── Excerpted text

Bad code generation at "-O0" and "double" values #19518

llvmbot · 2014-03-14T22:17:26Z


Bugzilla Link	19144
Resolution	FIXED
Resolved on	Mar 18, 2014 09:33
Version	trunk
OS	Linux
Reporter	LLVM Bugzilla Contributor
CC	@echristo,@hfinkel

Extended Description

The following test code fails when compiled with -O0.

#include <stdarg.h>
#include <stdio.h>
#include <string.h>

int x = 1;
int q = 1;
double y = 7.0;

double foo() {
double d = x + y + q;
return d;
}

int main(void) {

double b = foo();
if (b != 9.0) {
printf("FAILED (result = %g but expect 9.0)\n", b);
} else {
printf("SUCCESS\n");
}
}

If "double" is replaced with "float" it works. -O1 and up have no problems.

echristo · 2014-03-14T22:30:19Z

Bill is the one who implemented fast-isel support for PPC. Bill?

llvmbot · 2014-03-14T22:40:33Z

Sounds like something simple with the int-to-float conversion code in fast-isel. I am heavily involved with a code delivery right now so it may be a week or two before I can look at this.

Question: Is this PPC32 or PPC64? Fast-isel should only be enabled for PPC64 as I haven't tested it for 32-bit, and I'm sure it's broken in a number of ways there. Just making sure that hasn't been turned on by accident.

llvmbot · 2014-03-14T23:04:55Z

This is on PPC64.

The function foo() is under 40-instructions in length.
So, I can paste that portion of a dissasembly into the bug report, or attach the .s if either would help.

-Paul (working w/ Nenad)

llvmbot · 2014-03-14T23:20:19Z

The function foo() is under 40-instructions in length.

────
── Recorded data

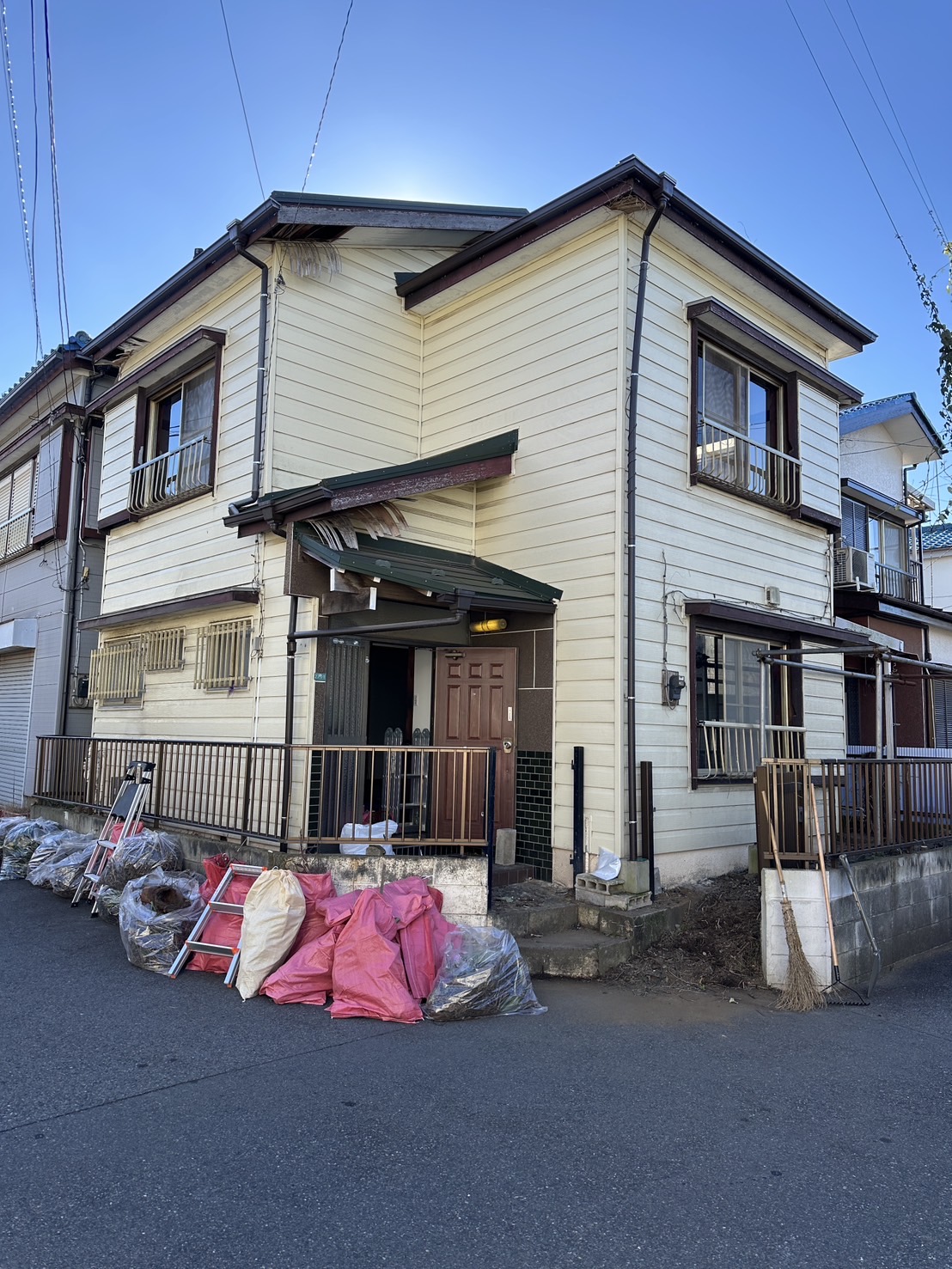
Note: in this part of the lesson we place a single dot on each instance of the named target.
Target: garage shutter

────

* _Task description_
Copy the part of the bug report that begins at "llvmbot · 2014-03-14T22:40:33Z" and stops after "is on PPC64.". The listing has no role here.

* _Solved problem_
llvmbot · 2014-03-14T22:40:33Z

Sounds like something simple with the int-to-float conversion code in fast-isel. I am heavily involved with a code delivery right now so it may be a week or two before I can look at this.

Question: Is this PPC32 or PPC64? Fast-isel should only be enabled for PPC64 as I haven't tested it for 32-bit, and I'm sure it's broken in a number of ways there. Just making sure that hasn't been turned on by accident.

llvmbot · 2014-03-14T23:04:55Z

This is on PPC64.